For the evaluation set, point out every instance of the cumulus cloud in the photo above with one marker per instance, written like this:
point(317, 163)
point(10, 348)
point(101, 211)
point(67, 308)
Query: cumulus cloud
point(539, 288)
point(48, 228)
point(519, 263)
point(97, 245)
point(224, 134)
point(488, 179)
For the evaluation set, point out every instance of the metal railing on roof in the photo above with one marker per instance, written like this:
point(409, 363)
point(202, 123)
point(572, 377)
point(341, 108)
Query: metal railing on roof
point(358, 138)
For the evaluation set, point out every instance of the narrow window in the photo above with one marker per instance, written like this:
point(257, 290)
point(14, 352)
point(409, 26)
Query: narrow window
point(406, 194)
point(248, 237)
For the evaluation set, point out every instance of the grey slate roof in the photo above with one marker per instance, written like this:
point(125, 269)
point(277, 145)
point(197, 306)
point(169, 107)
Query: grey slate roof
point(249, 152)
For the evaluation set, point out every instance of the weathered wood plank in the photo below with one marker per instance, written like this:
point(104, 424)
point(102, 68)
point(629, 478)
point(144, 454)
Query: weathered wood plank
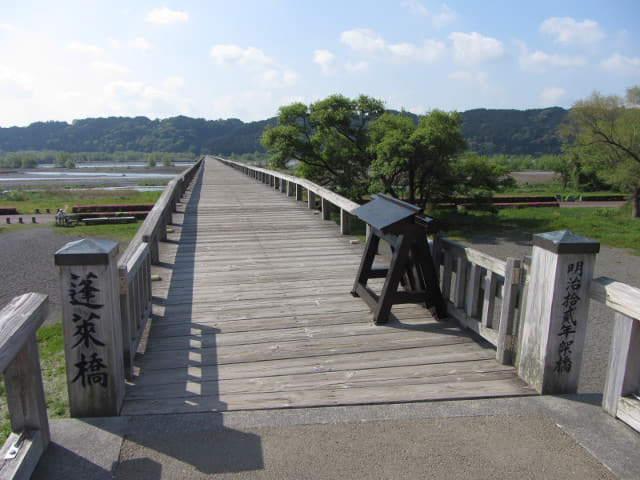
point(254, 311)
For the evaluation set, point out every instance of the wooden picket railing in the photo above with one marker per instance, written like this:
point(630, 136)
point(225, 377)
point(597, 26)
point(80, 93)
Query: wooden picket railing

- - - - -

GIVEN INSTRUCTION: Copy all of the entries above word for word, leaving out the pictures.

RESULT FOR THIS TASK:
For the evaluation set, point out every instance of the cumulus cloud in the photo above with one marker per instance, written like this:
point(317, 163)
point(10, 348)
point(101, 211)
point(67, 308)
Query: cumulus cloud
point(539, 288)
point(48, 228)
point(519, 263)
point(97, 245)
point(224, 134)
point(488, 179)
For the evaluation set, point out every instance of the metal railing on roof in the photo above with one marker per instance, written like this:
point(409, 363)
point(202, 123)
point(572, 377)
point(341, 108)
Query: metal railing on roof
point(358, 138)
For the evaluation set, point out every instance of the narrow window in the photo above with one marker per instance, written like this:
point(257, 290)
point(14, 352)
point(409, 26)
Query: narrow window
point(406, 194)
point(248, 237)
For the evaluation set, point out every instance of the grey slate roof in the photo above with one marker per instance, written like this:
point(125, 269)
point(277, 145)
point(197, 306)
point(169, 107)
Query: grey slate roof
point(249, 152)
For the evaluation set, point out every instance of the weathered wood plank in the photo below with one marker per instance, written like this:
point(104, 424)
point(102, 68)
point(629, 478)
point(144, 454)
Query: weathered wood plank
point(254, 311)
For the evaluation set, point out every instance of the wooden picket railing in the photo above with one marker per instance, written like this:
point(630, 136)
point(225, 377)
point(597, 26)
point(80, 93)
Query: wooden picket railing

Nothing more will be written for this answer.